» **Objectives**:
1/ Decide whether each statement below agrees with the article on the ATO and the BPFN ruling, answering yes or no and quoting the deciding words: (a) NALI is taxed at 45%. (b) The tribunal's ruling in BPFN was made in April 2024. (c) DEF kept the fees paid to it by the third parties.
2/ In the article on the ATO and the BPFN ruling, how many expert witnesses supported the taxpayers, and in what were they experienced?
3/ Please continue the article on the ATO and the BPFN ruling from its last sentence.

» **Reading passage**:
## BEGIN

ATO Seeks to Mitigate NALI Setback in BPFN Ruling
In April 2024, the Australian Taxation Office (ATO) released a draft Decision Impact Statement (DIS), responding to the outcome in BPFN and Commissioner of Taxation (Taxation) [2023] AATA 2330 (BPFN).
Background
Non-arm’s length income (NALI) refers to income generated by a superannuation fund where the income is more than what the fund would have received if the fund was dealing at arm’s length. NALI is taxed at the highest marginal rate of 45% compared to the concessional contribution tax rate of 15%.
The ATO has long maintained a tough stance on NALI, emphasising rigorous scrutiny in its public communications and audits. This approach has placed significant pressure on self-managed superannuation funds (SMSF) to demonstrate that their arrangements adhere to arm’s length standards, particularly concerning benchmarking.
While straightforward for certain transactions with readily available benchmarks, such as real estate valuation or rent, this approach presents challenges for unique commercial arrangements lacking comparable benchmarks. The focus on benchmarking has sometimes overshadowed a more commonsense evaluation of whether an arrangement is genuinely commercial.
BPFN Decision
In August 2023, the Administrative Appeals Tribunal (AAT) made a ruling in the case of BPFN delivering a setback to the ATO’s stringent stance on NALI, opting for a broader commercial perspective.
In this case, an SMSF invested in a related unit trust (JJUT), which then lent funds to a related company (ABC). ABC subsequently lent funds to a related discretionary trust (DEF), which in turn lent funds to unrelated third parties.
The terms of the loans from DEF to the third parties were deemed to be at arm’s length. Notably, the interest rates for the loans from JJUT to ABC and ABC to DEF matched those payable by the third parties to DEF, with no additional markup. Any interest paid by the third parties effectively flowed through to the SMSF. Additionally, the third parties paid certain fees to DEF, which DEF retained.
The taxpayers, supported by two expert witnesses experienced in private lending law, argued that such on-lending arrangements with interposed entities like DEF and ABC were customary and within reasonable commercial bounds.

## END

Annotation dataset entries:

## BEGIN

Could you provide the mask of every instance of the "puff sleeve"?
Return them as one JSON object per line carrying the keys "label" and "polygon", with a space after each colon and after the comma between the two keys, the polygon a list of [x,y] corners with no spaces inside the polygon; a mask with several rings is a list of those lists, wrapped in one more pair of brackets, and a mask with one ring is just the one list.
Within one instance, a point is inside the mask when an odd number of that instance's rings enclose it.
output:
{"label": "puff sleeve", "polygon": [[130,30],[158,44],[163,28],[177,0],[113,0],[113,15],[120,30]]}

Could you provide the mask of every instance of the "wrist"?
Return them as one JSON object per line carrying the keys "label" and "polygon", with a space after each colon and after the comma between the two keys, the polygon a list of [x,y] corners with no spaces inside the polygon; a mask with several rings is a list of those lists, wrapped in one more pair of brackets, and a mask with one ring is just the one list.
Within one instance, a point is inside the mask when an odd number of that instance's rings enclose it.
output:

## END

» **Responses**:
1/
(a) Yes: "NALI is taxed at the highest marginal rate of 45%"
(b) No: "In August 2023, the Administrative Appeals Tribunal (AAT) made a ruling in the case of BPFN"
(c) Yes: "the third parties paid certain fees to DEF, which DEF retained"

2/ Two expert witnesses, experienced in private lending law.

3/
Contrary to the ATO's position, the AAT found in favour of the taxpayers, accepting their arguments and evidence that the arrangement mirrored what one would expect between independent parties in the private lending market. Consequently, the AAT ruled that NALI was not triggered.
This decision is significant as it underscores the possibility of arrangements being deemed commercial, even without benchmarking or strict evidentiary requirements advocated by the ATO.
ATO’s Response
The ATO has since released the DIS on the BPFN case, inviting feedback by 10 May 2024. Notably, the ATO has confirmed its decision not to appeal the ruling.
The ATO acknowledges certain aspects of the decision favouring its stance (regarding the breadth of the scheme and the existence of non-arm’s length dealings) while attempting to downplay the adverse finding (that the super fund did not earn more income than it would under an arm’s length arrangement). Specifically, the ATO states:
“While acknowledging the Tribunal's conclusion at [95], which found that JJUT (and presumably BPFN as sole unit holder) did not earn additional income under this specific scheme based on the Tribunal's findings, we question whether this decision can be broadly applied to arrangements involving private lending.
In assessing the application of subsections 295-550(1) or (5) to private lending schemes, it is essential to evaluate whether the terms, rates of return, and other compensation between the parties align with what arm's length parties would expect.”
Key Takeaway
The ATO maintains its stance that benchmarking evidence is necessary for such arrangements. While BPFN has demonstrated that strict benchmarking isn't always mandatory, expert testimony regarding the commercial nature of the arrangement will likely be crucial in any future proceedings.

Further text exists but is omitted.